_Given exercise_
Locate each line in the data below that contains the string "pink" and copy those lines out. Case matters when matching.

_Input material_
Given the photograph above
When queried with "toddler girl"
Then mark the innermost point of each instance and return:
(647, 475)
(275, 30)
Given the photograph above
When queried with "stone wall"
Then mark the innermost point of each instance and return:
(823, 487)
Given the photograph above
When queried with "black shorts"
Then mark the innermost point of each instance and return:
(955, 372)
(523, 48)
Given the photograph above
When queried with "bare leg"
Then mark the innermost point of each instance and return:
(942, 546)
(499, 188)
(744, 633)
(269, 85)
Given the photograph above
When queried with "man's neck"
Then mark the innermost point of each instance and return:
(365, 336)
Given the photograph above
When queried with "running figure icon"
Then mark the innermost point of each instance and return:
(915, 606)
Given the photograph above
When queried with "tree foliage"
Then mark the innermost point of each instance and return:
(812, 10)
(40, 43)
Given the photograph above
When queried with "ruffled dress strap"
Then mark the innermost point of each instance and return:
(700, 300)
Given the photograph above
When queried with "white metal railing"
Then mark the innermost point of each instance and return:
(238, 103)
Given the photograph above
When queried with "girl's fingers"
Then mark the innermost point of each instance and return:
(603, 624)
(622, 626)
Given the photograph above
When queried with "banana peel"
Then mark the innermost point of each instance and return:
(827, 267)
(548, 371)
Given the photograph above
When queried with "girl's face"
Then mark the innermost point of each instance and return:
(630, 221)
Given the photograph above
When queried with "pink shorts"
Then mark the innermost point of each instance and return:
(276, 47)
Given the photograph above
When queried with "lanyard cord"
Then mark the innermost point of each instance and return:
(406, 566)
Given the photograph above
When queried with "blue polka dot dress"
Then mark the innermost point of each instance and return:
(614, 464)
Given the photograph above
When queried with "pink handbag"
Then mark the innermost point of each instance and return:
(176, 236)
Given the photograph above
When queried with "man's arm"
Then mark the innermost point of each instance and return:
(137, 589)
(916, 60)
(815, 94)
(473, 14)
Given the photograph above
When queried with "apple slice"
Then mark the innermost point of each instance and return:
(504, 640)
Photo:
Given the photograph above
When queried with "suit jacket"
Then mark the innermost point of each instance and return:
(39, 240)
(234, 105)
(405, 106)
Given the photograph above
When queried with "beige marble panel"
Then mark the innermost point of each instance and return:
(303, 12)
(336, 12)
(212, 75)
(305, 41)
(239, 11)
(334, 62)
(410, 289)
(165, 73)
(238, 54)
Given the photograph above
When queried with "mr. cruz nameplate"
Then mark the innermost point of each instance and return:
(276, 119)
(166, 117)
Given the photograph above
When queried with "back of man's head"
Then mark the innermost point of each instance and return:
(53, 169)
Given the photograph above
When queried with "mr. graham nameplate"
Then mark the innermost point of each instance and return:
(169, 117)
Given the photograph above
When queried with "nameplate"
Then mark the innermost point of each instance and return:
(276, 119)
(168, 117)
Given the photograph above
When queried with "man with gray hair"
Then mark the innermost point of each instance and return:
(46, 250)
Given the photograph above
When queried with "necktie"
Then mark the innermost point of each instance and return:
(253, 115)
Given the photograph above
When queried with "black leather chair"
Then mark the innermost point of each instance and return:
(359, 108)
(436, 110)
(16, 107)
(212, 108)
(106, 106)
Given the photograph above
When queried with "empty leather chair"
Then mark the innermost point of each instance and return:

_Reply_
When queried with "pink shorts"
When queried with "pink handbag"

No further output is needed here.